## Exercices à traiter
[A] D'après le texte sur X, anciennement Twitter, dans quel cas les externalités de réseau émergent-elles ?
[B] Reprenez le texte sur X, anciennement Twitter, là où il s'arrête et poursuivez sa rédaction.

## Texte fourni
+ + + +

#138 - X, anciennement Twitter, est-il en train de se déliter ?
De nouvelles données confortent l'hypothèse que les externalités de réseau sur lesquelles X est bâti sont en train de se déliter
Chère lectrice, cher lecteur,
Si vous êtes comme moi, la gestion catastrophique de X, anciennement Twitter, par Elon Musk commence sans doute à vous fatiguer. Néanmoins, cette (pénible) agitation présente pour le vulgarisateur de la science économique que je suis au moins un intérêt : elle me donne une occasion d'illustrer le concept d'externalités de réseau — et de documenter ce qu'il se passe lorsque les externalités de réseau se délitent.
Grâce à des données habituellement privées auxquelles j'ai récemment eu accès, je peux (modestement) contribuer au débat sur le possible délitement des externalités de réseau sur lesquelles X est bâti.
Pour rappel, les externalités de réseau émergent lorsque la valeur d'usage d'un réseau (par exemple, un réseau social) augmente avec le nombre d'utilisateurs : plus il y a de personnes qui utilisent le réseau, plus il est intéressant pour les autres personnes de l'utiliser également. Pour une définition complète, je vous renvoie à cet article du Wiki.

+ + + +

## Données fournies
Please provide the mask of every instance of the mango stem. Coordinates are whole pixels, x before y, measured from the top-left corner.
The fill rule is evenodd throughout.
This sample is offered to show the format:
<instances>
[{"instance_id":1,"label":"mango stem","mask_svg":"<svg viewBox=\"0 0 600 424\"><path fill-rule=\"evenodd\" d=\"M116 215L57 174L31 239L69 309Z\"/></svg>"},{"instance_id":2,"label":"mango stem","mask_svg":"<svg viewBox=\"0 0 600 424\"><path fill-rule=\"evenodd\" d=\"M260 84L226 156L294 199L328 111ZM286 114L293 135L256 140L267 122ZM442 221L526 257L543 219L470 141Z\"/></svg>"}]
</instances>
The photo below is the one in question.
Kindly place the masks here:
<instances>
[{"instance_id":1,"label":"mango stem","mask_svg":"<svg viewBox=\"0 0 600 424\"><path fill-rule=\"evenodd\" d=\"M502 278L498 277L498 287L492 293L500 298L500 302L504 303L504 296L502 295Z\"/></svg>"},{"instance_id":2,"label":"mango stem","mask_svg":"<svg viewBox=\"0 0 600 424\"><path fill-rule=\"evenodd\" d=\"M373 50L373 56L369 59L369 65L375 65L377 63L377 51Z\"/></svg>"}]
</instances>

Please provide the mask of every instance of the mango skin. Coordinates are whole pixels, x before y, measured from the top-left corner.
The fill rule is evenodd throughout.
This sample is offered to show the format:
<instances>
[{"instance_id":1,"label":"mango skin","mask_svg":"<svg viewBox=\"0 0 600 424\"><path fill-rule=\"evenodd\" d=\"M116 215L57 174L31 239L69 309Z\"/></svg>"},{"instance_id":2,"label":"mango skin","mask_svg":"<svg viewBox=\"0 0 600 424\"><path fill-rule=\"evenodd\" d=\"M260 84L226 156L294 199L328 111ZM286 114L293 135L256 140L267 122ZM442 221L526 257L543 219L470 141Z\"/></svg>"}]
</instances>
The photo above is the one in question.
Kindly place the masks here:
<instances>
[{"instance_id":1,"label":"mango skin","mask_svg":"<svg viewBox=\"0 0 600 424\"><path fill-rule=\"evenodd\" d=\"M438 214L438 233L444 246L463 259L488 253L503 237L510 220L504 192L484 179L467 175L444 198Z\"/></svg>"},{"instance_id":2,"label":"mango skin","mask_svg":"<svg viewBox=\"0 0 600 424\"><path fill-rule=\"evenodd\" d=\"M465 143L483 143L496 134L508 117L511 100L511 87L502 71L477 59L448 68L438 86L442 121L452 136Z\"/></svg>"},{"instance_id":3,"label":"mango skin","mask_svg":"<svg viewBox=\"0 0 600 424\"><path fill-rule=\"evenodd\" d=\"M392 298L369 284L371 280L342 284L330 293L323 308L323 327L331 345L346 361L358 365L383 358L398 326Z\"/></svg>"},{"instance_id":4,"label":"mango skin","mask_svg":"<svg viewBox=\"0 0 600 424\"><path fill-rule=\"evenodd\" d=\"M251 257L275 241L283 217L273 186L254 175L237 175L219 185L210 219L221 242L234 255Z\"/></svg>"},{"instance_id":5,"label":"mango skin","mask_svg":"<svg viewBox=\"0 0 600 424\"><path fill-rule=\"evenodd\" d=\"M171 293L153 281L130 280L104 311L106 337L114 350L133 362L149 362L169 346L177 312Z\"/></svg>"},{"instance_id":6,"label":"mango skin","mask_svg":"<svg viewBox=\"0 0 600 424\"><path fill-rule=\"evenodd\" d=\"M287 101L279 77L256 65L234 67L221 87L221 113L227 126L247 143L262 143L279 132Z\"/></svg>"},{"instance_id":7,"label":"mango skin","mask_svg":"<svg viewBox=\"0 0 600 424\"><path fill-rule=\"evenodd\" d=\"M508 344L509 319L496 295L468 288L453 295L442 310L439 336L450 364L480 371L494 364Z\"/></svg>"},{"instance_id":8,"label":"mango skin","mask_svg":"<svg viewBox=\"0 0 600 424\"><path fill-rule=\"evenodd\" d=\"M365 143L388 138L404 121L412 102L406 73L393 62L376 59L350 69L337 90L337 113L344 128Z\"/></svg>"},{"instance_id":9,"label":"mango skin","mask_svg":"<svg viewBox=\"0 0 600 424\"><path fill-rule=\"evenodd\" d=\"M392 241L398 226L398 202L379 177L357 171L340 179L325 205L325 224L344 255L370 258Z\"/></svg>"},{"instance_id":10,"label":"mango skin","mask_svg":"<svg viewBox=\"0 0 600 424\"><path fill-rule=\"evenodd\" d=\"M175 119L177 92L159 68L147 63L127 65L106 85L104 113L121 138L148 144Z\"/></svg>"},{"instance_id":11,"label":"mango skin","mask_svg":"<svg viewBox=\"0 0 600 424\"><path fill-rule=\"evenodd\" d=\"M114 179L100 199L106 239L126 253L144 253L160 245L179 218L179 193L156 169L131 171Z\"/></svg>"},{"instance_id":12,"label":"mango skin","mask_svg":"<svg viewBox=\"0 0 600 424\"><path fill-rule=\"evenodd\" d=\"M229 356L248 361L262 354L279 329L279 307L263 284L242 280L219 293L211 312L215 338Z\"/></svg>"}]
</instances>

+ + + +

## Réponses aux exercices
[A] Elles émergent lorsque la valeur d'usage d'un réseau augmente avec le nombre d'utilisateurs.

[B]
Lorsque les externalités de réseau se délitent, concrètement, cela signifie que le réseau perd des utilisateurs. Pire, le délitement des externalités de réseau peut dégénérer en un cercle vicieux, qu'il est généralement impossible d'enrayer : puisqu'il y a moins d'utilisateurs, la valeur d'usage pour les utilisateurs restant diminue, augmentant la probabilité qu'ils partent eux aussi. Myspace est un exemple de réseau social dont les externalités de réseau se sont délitées.
L'article d'aujourd'hui est la première partie d'un diptyque. Dans le diptyque, je vais explorer si, oui et non, les externalités de réseau sur lesquelles X est bâti sont en train de se déliter. Les données à ma disposition suggèrent que c'est effectivement le cas. Et je suspecte qu'il est sans doute déjà trop tard pour que X parvienne à arrêter le processus. Au-delà des conclusions, je suis surtout intéressé par le raisonnement, et par les concepts, qui me permettent de parvenir à cette conclusion.
Dans la première partie du diptyque, je vais m'intéresser à X. Dans la deuxième partie, je vais élargir au marché du micro-blogging.
Le contexte
X, anciennement Twitter, est un réseau social de micro-blogging. Le micro-blogging consiste à publier de courtes publications, principalement textuelles, généralement en public.
Le marché du micro-blogging a pendant longtemps été dominé par Twitter — et continue à être dominé par X, au moins pour le moment. Des concurrents comme Mastodon, Bluesky ou encore Threads existent, mais aucun n'a un nombre d'utilisateurs équivalent, ou même proche, de celui de X.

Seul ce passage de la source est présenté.